### PARTS OF THE EXERCISE
(a) In the comparison of CRM and CDP systems, what does the text name as the fundamental difference between the two?
(b) Reproduce the passage of the CRM and CDP comparison starting at "A CDP on the" and ending at "targeting and personalization.".
(c) Carry on the CRM and CDP comparison from its last sentence.

--- Start EXTRACTED TEXT ---

CRM (Customer Relationship Management) and CDP (Customer Data Platform) are two of the most well-known management systems for customer data. While they share some overlap, including the promise to eliminate data silos, the two are very different in scope. The characteristics of these solutions also differ according to the size and complexity of the organization into which they're deployed.
CRM systems are used to store data.
The fundamental difference between CRM and CDP is data collection. CRM systems are primarily designed to support sales, marketing, and customer service and as a result only partially resolve customer data silos. They’re typically used to store customer and prospect contact information in one central place, along with sales opportunities. Much of the data contained in a CRM is collected and entered manually.
A CDP on the other hand captures and integrates customer data from multiple sources, including behavioral, transactional, structured, and unstructured data, into a single source of truth, enabling businesses to build a unified profile around an individual. This provides a 360-degree view of the customer which can be segmented for better targeting and personalization.
A CRM isn’t designed to collect interactions and behaviors.
CRM systems don’t capture first-party customer experience and behavior data from an organization’s digital channels (such as their website or mobile apps), whereas this data collection is one of the defining capabilities of a CDP. This means if a company tries to capture experience data without a CDP, for example by using a Tag Management System (TMS) to extract behavioral data, the data they capture will likely form a separate silo to their CRM database. And the behavior and experience data captured by a TMS isn’t necessarily in a format that’s compatible with the CRM system, so it can’t be easily ingested. On the other end, a CDP can connect in real-time to the systems organizations rely on for digital marketing, analytics, and decisioning.
CRMs are limited in terms of the types of data they typically ingest
CRM systems tend to be focused on sales and financial data, contact history, and demographics. They’re not designed to contain a definitive record that includes all the interactions and behaviors of customers across an organization’s digital touchpoints. While many CRM systems have developed extensible data models, they still struggle to combine customer interaction data with the personal, demographic, and transactional data they were designed to handle. CRM systems also can’t create profiles for anonymous or unidentified customers or update these profiles with personal identifiable information (PII) when the customer provides consent, either for data processing or to receive marketing communications.
CRM systems can’t offer the compliance capabilities that modern CDPs provide.

--- End EXTRACTED TEXT ---
--- Start DATASET EXCERPTS ---

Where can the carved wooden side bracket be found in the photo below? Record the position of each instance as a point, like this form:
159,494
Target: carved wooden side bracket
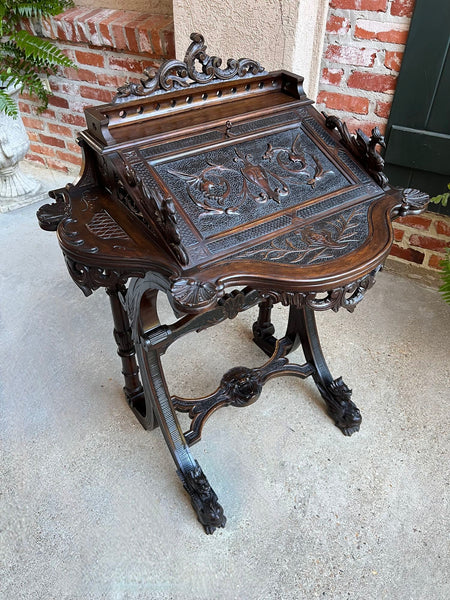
362,147
175,74
413,203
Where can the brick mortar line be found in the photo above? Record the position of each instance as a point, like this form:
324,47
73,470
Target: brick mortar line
349,13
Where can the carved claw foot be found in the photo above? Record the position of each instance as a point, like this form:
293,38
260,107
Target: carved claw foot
345,413
204,499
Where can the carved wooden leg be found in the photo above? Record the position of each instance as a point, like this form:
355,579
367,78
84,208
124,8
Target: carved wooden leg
126,350
346,415
263,329
148,335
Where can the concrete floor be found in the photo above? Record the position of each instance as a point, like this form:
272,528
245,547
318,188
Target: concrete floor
92,507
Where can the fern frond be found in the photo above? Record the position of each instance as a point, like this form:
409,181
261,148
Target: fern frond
7,105
40,51
442,198
445,287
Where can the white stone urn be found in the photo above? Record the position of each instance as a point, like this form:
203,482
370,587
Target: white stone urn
16,188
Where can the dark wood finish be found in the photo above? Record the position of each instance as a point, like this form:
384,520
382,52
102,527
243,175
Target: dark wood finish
196,181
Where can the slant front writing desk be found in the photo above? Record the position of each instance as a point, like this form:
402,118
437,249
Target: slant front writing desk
200,179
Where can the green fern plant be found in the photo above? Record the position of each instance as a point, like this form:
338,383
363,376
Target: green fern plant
25,58
445,287
442,198
445,263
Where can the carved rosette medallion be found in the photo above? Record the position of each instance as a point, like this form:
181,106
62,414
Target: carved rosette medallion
242,386
191,294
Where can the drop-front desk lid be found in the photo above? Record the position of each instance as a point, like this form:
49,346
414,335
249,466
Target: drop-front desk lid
232,175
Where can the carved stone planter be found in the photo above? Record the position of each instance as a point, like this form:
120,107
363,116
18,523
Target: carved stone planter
16,188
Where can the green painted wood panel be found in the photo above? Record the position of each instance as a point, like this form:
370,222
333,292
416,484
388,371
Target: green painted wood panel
418,131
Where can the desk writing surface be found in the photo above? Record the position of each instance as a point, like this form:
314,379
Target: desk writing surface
280,178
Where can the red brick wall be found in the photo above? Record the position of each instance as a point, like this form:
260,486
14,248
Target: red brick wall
110,47
364,46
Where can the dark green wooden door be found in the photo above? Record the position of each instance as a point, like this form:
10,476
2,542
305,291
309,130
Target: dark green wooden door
418,131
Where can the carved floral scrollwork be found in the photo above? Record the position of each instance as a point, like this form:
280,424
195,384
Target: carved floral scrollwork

--- End DATASET EXCERPTS ---

### RESULTS OF THE TASKS
(a) Data collection.

(b)
A CDP on the other hand captures and integrates customer data from multiple sources, including behavioral, transactional, structured, and unstructured data, into a single source of truth, enabling businesses to build a unified profile around an individual. This provides a 360-degree view of the customer which can be segmented for better targeting and personalization.

(c)
With GDPR and other data privacy laws in effect, organizations need a clear record of customer consent to the capture and processing of their personal information to prove they have a legal basis for the use of this data. While CRM systems can be used to record customer interactions with staff, including their consent choices, they’re unable to automatically capture this data from digital channels. For example, if a banking customer opts out of marketing communications in a branch, a member of staff can update the CRM system, but if they opt out on the bank’s website or mobile app, they’d have to find a way to capture and ingest this information into the CRM.
CRMs weren’t designed to have genuine real-time capabilities
CRM systems act as a relatively static record of customer information. Typically, a CRM system would be updated every 24 hours, creating an unsuitable backbone for real-time interactions. While the actual real-time capabilities of CDPs vary greatly from vendor to vendor, in general these systems are designed to have far less latency than CRM software. Depending on requirements, CDPs can deliver unified customer data within seconds, enabling it to be used in real-time. If your requirement is to deliver customer data for web or mobile content personalization, this demands data connectivity of less than 500 milliseconds. For this, you need a genuine real-time CDP such as Celebrus.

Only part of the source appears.